Task goal:
In the data below, find every line that has the string "instance", and copy it.
■ ■ ■ ■
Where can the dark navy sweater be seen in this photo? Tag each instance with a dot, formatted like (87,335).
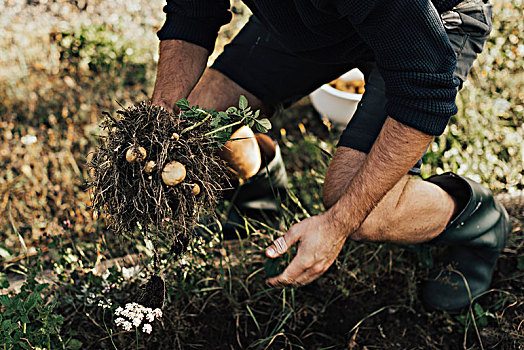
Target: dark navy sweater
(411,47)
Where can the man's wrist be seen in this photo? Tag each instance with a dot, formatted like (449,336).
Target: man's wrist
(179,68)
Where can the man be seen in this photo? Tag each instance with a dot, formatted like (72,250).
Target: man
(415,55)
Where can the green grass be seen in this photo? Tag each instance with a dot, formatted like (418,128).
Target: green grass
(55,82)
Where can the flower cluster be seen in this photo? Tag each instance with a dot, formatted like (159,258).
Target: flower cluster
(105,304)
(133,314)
■ ■ ■ ■
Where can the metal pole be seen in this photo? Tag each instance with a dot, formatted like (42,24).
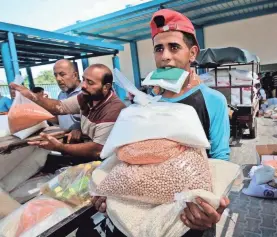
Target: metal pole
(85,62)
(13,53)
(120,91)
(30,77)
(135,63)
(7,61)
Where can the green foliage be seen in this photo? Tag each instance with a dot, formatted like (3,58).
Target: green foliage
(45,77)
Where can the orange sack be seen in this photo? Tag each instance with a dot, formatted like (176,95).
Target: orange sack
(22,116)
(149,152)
■ ■ ■ ■
Response to the task:
Where can the dark navy sweater be seen in this photo? Tag each instance with a dot, formatted like (87,335).
Where can the man's wrist be seen in this photo? Tag each instance with a dot, formatted like (449,336).
Where can the man be seen in this photo? Tag each instance with a dot, formatted like (72,250).
Where can the green grass be seen in this photo? Tag each instance with a dot, formatted like (418,128).
Where can the flower cluster be seen in this photo? Tag each instance with a dot, formatted like (159,258).
Where can the metal pole be seen in this photo? Tag each instance with a dot, formatted like (42,24).
Where can the green foliage be seen in this photo? Tag each instance with a dot, formatted like (3,58).
Where can the orange sack be seen in this photo? Tag each instance with a dot, formatted like (176,95).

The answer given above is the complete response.